===== PAGE EXTRACT =====

#601006 /usr/bin/monkeysphere fails miserably when it shouldn't due to irksome set -e

#601006#5
Date:
2010-10-22 12:47:33 UTC
From:
To:
/usr/bin/monkeysphere conains a "set -e" invocation rather
than relying on proper error checking.

This means that arithmatic expressions which return 0 will be
treated as failures.  In order to work around this problem,
you can replace things like

(( nline=0 ))

with

(( nline=0,1 ))

or

(( nline=0 )) || true

and things like

(( nline++ ))

with

(( ++nline ))


Personally, though, I would get rid of "set -e" since it is a
blight on humanity.

#601006#10
Date:
2010-10-22 13:44:22 UTC
From:
To:
Hi, Clint.  Using "set -e" was a deliberate choice.  The reasoning being
that we don't want to just pass over any errors that could potentially
be bad news.  I personally think this is reasonable, and is somewhat in
line with how other programing languages work (e.g. if memory can't be
allocated, or a function call is incorrect, the program terminates).
This forces us to be vigil about catching the return of calls that we
expect to be non-zero.  This seems like a more reasonable task than
catching the return of *all* calls, and checking that they are in fact
zero.

So is this just a theoretical concern, or did you actually run into a
bug caused by the use of "set -e"?

jamie.

#601006#15
Date:
2010-10-23 05:06:10 UTC
From:
To:
I think that that is a false analogy.  I would liken it more to setting
your bicycle to fall apart if ever it is ridden at a speed of exactly
5 miles per hour.

Yes, monkeysphere update-authorized_keys failed because "set -e" considers
((nline=0)) to be an error.  Thus I am running a monkeysphere with the
"set -e" removed.

#601006#20
Date:
2010-10-24 00:03:05 UTC
From:
To:
I think that's an even falser analogy.  Because we're using bash, we're
calling out to a lot of secondary processes.  You really think the
program should just blithely continue running if one of those
subprocesses fails?  I certainly don't.  I think that's probably a
really bad idea, actually, especially when it means potentially locking
someone out of a machine, or opening it up to attack.  To follow your
analogy, that's more like saying that you should just keep riding your
bike even after your tire has just blown out.

The assumption when using "set -e" is that if a call fails, it means
there's a problem.  If we *expect* a call to return non-zero, or to
occasionally return non-zero, then we should be capturing it's return
code and acting accordingly.  If we're not, then that's a bug.

Your proposal to not use "set -e" would make everything much harder.
Not using "set -e" means we either just ignore all return codes, which I
already said I think is a bad idea, or we have to capture the return
code of *every* call, and check to make sure that it's returned what we
expect (which is usually just 0).  That's a much more onerous task, and
one much more prone to failure.  As it is now, we just have to capture
the return of the calls that we *expect* to occasionally return
non-zero.

So the bug here is really that the use of "((nline=0))" is problematic,
not with the overall use of "set -e".  If "((nline=0))" is expected to
return non-zero, then we should be properly capturing it's return code,
or using a different function call.

I think the nline issue has actually been dealt with upstream.

=====

**STATED GOAL A:** In the bug thread, which monkeysphere command failed because "set -e" treated ((nline=0)) as an error?
**STATED GOAL B:** Reproduce a passage of the bug thread word for word, beginning at the words "The assumption when" and stopping after "that's a bug.".
The entries are separate material with no connection to the bug thread.

===== RECORDS SUPPLIED =====

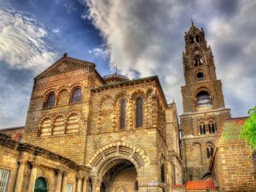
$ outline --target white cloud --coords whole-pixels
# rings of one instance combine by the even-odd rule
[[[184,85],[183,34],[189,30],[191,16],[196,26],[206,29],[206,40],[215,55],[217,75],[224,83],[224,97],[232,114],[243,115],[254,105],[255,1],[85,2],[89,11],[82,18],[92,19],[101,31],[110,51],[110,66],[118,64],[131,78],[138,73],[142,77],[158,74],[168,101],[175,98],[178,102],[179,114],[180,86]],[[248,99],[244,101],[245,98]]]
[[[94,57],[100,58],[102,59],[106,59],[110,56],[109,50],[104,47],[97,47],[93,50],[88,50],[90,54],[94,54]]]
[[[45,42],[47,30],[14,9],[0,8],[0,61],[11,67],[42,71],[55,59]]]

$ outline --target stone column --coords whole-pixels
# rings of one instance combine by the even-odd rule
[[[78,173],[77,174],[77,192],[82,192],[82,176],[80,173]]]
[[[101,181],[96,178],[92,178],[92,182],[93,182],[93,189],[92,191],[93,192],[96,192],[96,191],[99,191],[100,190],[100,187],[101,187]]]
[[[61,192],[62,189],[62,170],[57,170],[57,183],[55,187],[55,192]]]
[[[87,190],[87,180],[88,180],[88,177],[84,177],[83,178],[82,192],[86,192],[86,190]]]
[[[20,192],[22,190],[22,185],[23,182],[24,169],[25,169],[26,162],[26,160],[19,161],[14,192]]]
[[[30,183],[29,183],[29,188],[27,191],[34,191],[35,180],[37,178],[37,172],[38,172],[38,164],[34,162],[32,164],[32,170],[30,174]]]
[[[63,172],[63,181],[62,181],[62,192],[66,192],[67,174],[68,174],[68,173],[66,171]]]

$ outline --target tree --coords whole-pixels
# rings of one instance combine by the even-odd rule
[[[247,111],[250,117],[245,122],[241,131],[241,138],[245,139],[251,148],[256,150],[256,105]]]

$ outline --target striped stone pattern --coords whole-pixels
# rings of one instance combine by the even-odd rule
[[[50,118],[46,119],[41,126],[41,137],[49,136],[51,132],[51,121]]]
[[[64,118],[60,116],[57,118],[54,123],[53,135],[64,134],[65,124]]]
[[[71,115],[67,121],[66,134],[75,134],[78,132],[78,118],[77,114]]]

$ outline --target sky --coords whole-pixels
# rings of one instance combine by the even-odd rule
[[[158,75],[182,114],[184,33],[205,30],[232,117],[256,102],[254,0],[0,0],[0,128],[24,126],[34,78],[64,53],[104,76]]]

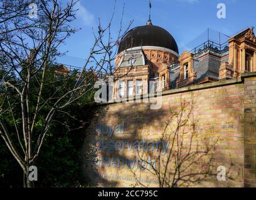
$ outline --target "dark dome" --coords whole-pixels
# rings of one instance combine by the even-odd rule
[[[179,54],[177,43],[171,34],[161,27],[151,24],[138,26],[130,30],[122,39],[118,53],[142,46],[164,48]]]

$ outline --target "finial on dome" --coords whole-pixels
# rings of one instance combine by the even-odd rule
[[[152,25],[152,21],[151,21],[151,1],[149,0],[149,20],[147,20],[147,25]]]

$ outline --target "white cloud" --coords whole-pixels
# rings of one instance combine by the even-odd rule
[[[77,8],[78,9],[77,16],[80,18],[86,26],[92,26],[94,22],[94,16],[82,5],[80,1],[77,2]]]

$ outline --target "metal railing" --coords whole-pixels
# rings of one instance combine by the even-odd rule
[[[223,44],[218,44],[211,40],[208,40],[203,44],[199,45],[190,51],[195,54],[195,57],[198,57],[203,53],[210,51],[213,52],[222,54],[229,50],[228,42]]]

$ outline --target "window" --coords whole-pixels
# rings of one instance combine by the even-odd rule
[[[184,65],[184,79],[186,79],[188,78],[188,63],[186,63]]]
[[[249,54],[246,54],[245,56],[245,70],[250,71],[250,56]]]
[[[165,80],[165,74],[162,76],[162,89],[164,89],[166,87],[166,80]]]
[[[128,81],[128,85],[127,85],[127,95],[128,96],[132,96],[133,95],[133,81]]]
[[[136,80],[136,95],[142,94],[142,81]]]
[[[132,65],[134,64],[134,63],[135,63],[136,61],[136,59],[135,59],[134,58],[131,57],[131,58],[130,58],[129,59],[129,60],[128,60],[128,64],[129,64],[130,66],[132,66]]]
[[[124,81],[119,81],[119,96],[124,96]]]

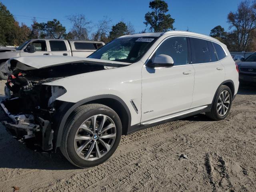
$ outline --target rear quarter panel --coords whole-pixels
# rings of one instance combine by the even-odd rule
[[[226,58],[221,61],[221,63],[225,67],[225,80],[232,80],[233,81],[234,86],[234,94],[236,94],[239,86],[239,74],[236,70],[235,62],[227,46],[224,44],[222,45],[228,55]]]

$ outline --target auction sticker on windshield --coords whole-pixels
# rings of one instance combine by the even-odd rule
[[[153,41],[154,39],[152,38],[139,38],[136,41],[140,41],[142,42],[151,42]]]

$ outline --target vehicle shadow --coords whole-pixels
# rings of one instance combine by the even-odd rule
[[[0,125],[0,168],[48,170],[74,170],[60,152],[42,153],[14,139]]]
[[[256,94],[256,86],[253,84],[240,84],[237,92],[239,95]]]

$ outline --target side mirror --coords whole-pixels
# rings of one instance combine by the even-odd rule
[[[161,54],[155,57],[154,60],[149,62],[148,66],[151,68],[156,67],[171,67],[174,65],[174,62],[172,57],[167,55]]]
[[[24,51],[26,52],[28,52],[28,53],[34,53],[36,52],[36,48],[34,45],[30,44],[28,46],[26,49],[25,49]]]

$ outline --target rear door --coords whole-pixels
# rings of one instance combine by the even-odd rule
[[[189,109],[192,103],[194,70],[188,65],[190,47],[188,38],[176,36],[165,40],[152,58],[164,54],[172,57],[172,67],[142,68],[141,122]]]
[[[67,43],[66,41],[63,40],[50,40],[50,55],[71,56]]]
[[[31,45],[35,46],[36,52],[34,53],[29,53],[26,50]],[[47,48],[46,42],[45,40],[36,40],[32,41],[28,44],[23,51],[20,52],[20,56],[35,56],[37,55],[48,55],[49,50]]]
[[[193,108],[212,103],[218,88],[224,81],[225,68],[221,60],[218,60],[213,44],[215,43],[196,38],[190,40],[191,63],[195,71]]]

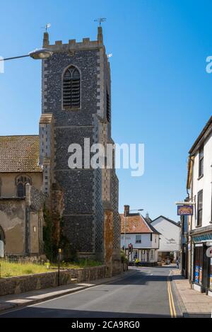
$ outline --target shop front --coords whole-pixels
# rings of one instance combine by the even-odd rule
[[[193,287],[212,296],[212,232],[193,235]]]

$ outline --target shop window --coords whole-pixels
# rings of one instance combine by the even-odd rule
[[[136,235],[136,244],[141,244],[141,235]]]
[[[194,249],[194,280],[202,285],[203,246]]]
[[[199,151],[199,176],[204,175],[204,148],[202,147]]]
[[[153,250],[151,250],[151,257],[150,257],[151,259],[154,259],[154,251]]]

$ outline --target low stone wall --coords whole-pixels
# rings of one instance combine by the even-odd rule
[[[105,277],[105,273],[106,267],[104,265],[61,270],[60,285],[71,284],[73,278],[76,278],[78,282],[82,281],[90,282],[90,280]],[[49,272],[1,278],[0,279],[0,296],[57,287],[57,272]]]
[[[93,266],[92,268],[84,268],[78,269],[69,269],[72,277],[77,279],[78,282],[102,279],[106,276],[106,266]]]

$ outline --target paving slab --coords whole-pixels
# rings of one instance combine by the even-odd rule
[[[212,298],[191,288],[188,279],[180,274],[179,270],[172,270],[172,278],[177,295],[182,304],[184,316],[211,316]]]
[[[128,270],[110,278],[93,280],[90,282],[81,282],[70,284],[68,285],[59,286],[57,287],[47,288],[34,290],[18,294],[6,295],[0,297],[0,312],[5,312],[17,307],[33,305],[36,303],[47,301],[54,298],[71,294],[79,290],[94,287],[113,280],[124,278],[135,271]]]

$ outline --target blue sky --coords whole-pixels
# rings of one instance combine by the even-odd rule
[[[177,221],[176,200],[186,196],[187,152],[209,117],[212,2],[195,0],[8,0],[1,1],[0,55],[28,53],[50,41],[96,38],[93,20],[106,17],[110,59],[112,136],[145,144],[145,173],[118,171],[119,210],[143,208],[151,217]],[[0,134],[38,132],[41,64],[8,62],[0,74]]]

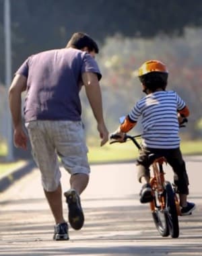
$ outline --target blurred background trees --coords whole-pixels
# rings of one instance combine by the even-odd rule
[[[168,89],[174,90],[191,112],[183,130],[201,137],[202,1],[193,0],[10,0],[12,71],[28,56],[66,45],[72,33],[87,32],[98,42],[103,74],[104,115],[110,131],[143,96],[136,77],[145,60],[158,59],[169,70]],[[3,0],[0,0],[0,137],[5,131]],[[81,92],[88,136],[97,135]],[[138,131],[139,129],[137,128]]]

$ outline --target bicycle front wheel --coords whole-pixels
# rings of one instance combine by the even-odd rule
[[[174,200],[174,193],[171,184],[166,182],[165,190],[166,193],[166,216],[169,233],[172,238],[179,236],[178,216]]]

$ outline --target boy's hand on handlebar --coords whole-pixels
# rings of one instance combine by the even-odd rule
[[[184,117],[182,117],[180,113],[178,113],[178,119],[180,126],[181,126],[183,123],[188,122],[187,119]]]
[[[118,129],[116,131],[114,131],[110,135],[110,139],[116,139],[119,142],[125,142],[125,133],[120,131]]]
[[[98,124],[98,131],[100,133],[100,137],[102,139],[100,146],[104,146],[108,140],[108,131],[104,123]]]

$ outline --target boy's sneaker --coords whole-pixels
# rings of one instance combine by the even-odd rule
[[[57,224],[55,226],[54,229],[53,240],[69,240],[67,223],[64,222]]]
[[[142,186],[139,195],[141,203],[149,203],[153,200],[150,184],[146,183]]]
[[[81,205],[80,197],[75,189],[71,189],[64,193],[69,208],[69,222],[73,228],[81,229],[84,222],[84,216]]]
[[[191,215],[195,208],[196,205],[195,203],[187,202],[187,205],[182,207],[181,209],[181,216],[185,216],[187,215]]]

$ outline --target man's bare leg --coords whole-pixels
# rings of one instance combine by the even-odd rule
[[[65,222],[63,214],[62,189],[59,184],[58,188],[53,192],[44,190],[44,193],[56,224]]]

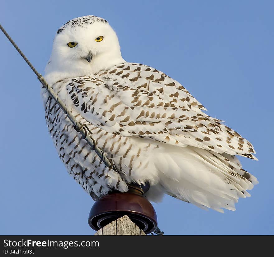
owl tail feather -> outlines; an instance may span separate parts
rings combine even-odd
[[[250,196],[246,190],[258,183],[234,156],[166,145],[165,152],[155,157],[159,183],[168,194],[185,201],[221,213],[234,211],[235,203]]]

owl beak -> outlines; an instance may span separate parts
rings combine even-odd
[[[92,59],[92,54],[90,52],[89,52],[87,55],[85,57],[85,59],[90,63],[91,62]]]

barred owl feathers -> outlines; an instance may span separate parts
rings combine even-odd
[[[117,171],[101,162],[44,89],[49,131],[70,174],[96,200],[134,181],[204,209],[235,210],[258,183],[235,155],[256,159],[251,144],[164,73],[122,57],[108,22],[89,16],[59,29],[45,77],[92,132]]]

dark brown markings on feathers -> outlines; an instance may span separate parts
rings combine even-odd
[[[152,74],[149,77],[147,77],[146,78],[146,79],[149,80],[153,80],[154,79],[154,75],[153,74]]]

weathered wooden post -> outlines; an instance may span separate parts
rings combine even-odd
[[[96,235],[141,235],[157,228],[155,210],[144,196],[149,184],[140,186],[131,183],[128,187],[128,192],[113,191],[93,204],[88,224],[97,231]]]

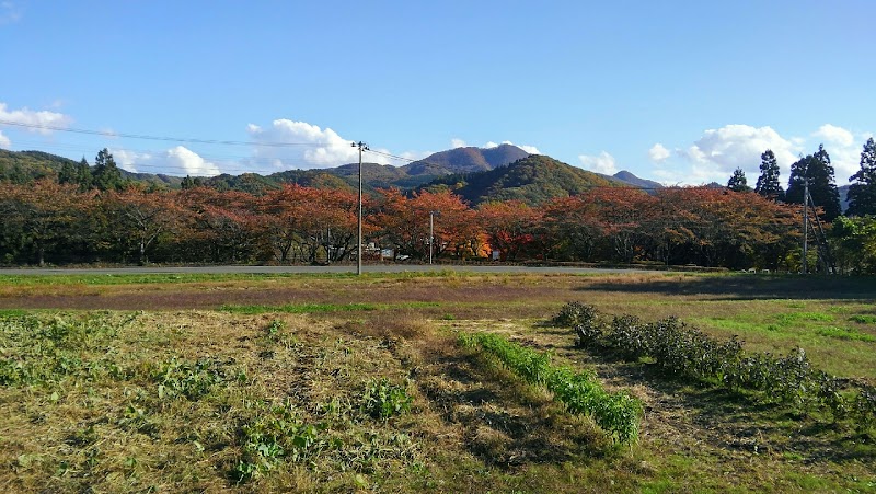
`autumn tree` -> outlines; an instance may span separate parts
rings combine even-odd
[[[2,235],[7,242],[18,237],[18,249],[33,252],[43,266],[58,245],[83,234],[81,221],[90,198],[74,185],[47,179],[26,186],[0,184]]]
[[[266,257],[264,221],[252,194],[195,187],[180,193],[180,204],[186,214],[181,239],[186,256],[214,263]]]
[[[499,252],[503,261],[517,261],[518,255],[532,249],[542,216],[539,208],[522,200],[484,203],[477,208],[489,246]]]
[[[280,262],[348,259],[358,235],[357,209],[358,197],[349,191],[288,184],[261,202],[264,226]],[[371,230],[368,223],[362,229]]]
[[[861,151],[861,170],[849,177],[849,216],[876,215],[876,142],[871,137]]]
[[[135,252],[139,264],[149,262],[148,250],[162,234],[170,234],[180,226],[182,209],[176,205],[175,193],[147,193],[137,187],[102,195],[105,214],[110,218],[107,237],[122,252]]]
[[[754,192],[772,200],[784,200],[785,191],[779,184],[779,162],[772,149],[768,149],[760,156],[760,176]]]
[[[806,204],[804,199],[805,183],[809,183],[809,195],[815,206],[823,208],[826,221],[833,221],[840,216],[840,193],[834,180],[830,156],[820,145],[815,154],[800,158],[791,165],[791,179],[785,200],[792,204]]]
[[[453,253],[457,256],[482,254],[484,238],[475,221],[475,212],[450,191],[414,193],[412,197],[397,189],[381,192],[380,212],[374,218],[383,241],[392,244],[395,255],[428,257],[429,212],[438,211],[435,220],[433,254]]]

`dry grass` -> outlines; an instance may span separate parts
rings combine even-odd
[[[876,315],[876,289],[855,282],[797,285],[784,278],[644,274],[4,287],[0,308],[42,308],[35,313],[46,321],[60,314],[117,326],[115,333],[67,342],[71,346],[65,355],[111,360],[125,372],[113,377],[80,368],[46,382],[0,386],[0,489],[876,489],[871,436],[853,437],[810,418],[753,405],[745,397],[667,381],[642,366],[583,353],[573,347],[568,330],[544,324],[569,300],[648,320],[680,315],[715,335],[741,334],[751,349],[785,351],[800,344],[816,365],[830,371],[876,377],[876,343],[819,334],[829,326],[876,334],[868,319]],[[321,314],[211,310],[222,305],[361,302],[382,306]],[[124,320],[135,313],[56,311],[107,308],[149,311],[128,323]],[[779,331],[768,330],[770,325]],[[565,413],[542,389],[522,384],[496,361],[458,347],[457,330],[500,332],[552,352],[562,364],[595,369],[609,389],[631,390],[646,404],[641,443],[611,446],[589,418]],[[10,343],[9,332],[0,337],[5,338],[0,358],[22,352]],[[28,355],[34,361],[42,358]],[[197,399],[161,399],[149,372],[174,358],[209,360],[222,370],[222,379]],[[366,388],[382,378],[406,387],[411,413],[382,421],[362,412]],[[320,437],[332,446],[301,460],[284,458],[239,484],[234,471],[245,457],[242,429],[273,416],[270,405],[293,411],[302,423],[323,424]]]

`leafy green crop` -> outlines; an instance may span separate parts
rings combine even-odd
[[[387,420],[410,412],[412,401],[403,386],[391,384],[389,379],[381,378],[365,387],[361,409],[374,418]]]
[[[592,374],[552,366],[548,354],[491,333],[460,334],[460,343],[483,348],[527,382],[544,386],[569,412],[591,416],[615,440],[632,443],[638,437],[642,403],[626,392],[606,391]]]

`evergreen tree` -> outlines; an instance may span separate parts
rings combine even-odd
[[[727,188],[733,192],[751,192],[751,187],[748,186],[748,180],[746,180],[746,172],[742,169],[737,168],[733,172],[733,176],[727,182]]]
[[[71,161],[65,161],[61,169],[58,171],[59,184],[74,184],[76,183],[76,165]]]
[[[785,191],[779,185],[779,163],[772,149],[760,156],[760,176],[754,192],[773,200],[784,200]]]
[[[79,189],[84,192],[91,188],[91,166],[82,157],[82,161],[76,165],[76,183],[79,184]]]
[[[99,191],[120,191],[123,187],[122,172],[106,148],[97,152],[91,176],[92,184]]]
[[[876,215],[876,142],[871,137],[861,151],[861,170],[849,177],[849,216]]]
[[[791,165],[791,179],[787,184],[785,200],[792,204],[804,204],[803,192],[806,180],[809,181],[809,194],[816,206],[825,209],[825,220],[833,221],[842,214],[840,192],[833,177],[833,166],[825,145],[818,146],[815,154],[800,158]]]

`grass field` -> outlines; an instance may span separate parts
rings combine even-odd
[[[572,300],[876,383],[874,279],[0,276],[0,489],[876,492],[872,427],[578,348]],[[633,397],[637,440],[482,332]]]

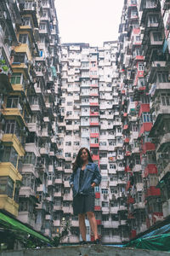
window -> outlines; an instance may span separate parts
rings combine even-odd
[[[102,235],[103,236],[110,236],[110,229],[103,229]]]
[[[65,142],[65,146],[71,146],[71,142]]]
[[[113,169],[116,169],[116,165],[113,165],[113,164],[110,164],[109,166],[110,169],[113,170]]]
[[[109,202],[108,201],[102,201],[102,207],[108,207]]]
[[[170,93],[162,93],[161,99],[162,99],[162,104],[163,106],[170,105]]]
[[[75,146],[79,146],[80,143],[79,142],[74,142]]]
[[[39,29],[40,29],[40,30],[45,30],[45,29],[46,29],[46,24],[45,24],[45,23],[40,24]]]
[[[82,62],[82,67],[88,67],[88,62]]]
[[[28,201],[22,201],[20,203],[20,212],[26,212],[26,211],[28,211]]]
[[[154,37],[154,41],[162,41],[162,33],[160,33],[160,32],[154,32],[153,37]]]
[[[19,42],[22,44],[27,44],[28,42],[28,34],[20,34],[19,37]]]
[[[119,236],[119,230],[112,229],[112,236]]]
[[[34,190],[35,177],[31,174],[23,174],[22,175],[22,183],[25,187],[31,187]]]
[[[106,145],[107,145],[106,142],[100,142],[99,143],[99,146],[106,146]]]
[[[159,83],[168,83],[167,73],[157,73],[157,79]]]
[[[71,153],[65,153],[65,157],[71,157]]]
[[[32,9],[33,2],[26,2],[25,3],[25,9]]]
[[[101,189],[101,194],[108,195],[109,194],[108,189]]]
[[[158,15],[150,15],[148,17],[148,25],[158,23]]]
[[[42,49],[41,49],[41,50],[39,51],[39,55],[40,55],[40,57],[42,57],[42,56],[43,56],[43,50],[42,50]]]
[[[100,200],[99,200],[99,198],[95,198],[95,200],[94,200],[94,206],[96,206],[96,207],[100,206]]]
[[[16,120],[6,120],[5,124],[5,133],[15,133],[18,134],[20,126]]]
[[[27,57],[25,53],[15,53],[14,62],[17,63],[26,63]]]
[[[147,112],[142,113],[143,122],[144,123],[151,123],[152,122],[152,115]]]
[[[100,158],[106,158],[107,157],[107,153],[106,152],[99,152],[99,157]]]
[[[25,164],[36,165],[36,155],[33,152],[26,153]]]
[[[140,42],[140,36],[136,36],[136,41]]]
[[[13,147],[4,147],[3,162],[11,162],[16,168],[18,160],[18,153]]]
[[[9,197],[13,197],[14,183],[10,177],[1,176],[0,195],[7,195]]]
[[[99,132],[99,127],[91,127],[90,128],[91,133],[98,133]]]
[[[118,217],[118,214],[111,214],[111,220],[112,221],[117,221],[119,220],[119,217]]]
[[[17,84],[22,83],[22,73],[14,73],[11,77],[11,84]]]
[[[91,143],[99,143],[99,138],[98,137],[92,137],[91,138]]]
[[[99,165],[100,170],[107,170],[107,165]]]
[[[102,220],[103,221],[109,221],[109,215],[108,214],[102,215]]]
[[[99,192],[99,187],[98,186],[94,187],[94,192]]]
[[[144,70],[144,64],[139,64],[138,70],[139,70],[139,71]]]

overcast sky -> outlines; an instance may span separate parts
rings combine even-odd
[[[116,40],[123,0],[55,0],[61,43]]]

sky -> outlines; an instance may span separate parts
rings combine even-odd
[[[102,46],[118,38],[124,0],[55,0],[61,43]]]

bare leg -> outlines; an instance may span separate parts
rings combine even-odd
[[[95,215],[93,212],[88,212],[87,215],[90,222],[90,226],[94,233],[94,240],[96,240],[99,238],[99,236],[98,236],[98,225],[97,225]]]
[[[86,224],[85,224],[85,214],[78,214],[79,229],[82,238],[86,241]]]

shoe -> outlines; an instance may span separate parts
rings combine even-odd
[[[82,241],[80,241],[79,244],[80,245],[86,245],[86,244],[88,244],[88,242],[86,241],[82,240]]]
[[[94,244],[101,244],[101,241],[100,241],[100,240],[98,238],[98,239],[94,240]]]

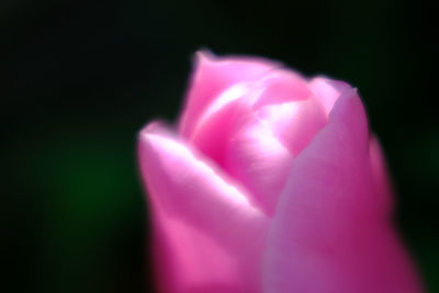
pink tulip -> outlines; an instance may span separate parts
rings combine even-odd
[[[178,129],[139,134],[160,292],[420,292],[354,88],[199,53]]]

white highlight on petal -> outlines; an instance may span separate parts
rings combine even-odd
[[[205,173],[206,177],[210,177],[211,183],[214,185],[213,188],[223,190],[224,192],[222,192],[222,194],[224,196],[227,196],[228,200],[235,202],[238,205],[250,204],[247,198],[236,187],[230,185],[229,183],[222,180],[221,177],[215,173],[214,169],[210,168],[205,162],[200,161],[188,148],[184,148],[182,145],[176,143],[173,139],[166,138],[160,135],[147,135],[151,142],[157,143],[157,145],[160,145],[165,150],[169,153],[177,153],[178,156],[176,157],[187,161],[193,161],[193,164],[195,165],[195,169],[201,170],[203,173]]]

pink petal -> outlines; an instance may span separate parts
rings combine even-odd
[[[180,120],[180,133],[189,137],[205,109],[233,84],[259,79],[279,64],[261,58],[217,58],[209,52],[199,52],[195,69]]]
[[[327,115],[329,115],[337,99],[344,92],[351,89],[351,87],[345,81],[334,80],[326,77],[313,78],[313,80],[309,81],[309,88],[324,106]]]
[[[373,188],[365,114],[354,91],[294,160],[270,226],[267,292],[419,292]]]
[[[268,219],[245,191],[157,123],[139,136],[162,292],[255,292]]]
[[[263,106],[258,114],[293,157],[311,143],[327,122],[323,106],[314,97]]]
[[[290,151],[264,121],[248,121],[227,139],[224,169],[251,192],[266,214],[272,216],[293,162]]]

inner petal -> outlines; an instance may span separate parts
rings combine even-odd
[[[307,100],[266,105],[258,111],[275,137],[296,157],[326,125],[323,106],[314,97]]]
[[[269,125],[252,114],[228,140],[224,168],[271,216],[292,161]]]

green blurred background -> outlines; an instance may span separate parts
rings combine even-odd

=====

**FINISHED ANSWER A:** monkeysphere update-authorized_keys

**FINISHED ANSWER B:**
The assumption when using "set -e" is that if a call fails, it means
there's a problem.  If we *expect* a call to return non-zero, or to
occasionally return non-zero, then we should be capturing it's return
code and acting accordingly.  If we're not, then that's a bug.